Página -
Narra a petição inicial que a autora, correntista do Sicoob Centro-Oeste Br (conta-corrente nº 13.682-4, agência nº 3300-6), foi vítima de fraude via PIX em 23/09/2024. Relata que, após adquirir uma máquina de lavar louças no Mercado Livre por R$ 2.998,00 em 21/08/2024 e não receber o produto, buscou solução junto ao Mercado Pago. Afirma que, durante contato telefônico, foi orientada por suposto atendente a realizar novo depósito PIX via QR Code no valor de R$ 2.998,00 para restituição em dobro, sob alegação de que o pagamento original não constava nos registros internos da plataforma.
Aduz que, de boa-fé e acreditando tratar-se de procedimento legítimo, a autora procedeu ao pagamento via QR Code, mas verificou posteriormente que o valor transferido foi de R$ 78.228,04 (todo o saldo de sua conta-corrente), e não os R$ 2.998,00 informados. Menciona que o valor foi transferido para conta-corrente nº 386.466-9, agência nº 3944, do BANCO BRADESCO S/A, de titularidade de Aline Maria Firmino (CPF nº 362.053.318-02). Esclarece que a autora tomou todas as providências cabíveis, incluindo abertura de procedimento MED junto ao banco, registro de boletim de ocorrência e solicitações de bloqueio, obtendo devolução de apenas R$ 0,04.
Fundamenta sua pretensão na responsabilidade objetiva das instituições financeiras por falha na prestação de serviços, destacando que a transação desrespeitou seu perfil de movimentação (historicamente de pequenos valores, inferiores a R$ 1.000,00), configurando operação inusual que deveria ter sido bloqueada.
Diante de tal narrativa, pleiteou condenação solidária dos réus ao pagamento de indenização por danos materiais no valor de R$ 78.228,00, danos morais de R$ 15.000,00, custas processuais e honorários advocatícios de 20% sobre o valor da condenação, além da inversão do ônus da prova.
A inicial veio acompanhada de documentos (evento 01).
Por força da decisão proferida no evento 11, os benefícios da gratuidade da justiça foram deferidos à parte autora, bem como foi invertido o ônus da prova e determinada a citação da parte ré.
A parte requerida Banco Bradesco S/A foi citada e apresentou contestação (evento 21), em que arguiu preliminares de impugnação à gratuidade da justiça e carência de ação. No mérito, confirma o recebimento do valor de R$ 78.228,04 via PIX em 23/09/2024 na conta de ALINE MARIA FIRMINO, mas alega tratar-se de caso de golpe, não havendo obrigatoriedade legal de responsabilização por ato relacionado à Segurança Pública. Sustenta que a conta digital foi aberta regularmente conforme normas do Banco Central, com validação de documentos e dados pessoais, não sendo encontradas irregularidades pela Segurança Corporativa, embora a conta tenha sido posteriormente encerrada por desinteresse comercial. Argumenta que o PIX é de responsabilidade exclusiva do cliente remetente, que foi acionado o Mecanismo Especial de Devolução (MED) resultando na devolução parcial de R$ 0,04, e invoca a excludente de culpa exclusiva da vítima por não ter zelado adequadamente pela guarda de suas senhas pessoais. Requereu a total improcedência dos pleitos autorais, sustentando inexistência de ato ilícito da instituição financeira e ausência de danos morais indenizáveis.

Objetivo a - Segundo a página, quanto foi devolvido à autora depois do procedimento MED?

Material da tarefa -
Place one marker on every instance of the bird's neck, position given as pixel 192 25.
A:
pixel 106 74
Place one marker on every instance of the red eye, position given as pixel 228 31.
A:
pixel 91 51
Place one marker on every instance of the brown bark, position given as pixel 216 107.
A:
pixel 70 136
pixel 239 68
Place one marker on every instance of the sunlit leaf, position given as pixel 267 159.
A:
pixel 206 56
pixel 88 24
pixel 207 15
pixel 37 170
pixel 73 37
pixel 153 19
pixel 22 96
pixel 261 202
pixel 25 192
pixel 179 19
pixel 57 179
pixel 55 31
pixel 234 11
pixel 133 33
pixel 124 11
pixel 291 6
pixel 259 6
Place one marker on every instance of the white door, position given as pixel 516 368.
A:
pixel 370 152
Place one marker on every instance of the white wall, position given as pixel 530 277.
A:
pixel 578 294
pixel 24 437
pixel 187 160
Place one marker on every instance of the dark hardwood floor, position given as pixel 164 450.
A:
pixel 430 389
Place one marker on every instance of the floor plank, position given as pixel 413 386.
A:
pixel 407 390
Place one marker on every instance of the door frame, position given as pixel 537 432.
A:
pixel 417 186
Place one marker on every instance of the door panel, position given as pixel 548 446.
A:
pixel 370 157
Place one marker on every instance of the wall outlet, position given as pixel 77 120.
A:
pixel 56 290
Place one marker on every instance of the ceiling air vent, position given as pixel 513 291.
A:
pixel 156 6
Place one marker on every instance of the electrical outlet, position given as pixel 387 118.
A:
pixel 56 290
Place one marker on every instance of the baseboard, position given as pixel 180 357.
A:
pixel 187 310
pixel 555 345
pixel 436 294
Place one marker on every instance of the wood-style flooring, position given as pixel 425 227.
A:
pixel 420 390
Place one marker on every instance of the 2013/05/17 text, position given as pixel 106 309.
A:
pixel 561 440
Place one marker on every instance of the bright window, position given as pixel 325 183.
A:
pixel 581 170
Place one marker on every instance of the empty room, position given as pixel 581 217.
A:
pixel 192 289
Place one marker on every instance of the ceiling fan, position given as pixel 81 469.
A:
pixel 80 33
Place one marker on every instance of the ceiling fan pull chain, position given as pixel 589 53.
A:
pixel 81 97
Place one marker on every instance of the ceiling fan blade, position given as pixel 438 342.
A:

Objetivo b - Organize como CSV de duas colunas, "enunciado" e "resposta", os registros da linha com "Place one marker on every instance of the white door, position" até a linha com "pixel 187 160", incluindo ambas. Use uma linha para cada enunciado e coloque cada campo entre aspas, com as quebras de linha trocadas por espaços.

Resposta escrita a - Apenas R$ 0,04.

Resposta escrita b -
enunciado,resposta
"Place one marker on every instance of the white door, position given as pixel 516 368. A:","pixel 370 152"
"Place one marker on every instance of the white wall, position given as pixel 530 277. A:","pixel 578 294 pixel 24 437 pixel 187 160"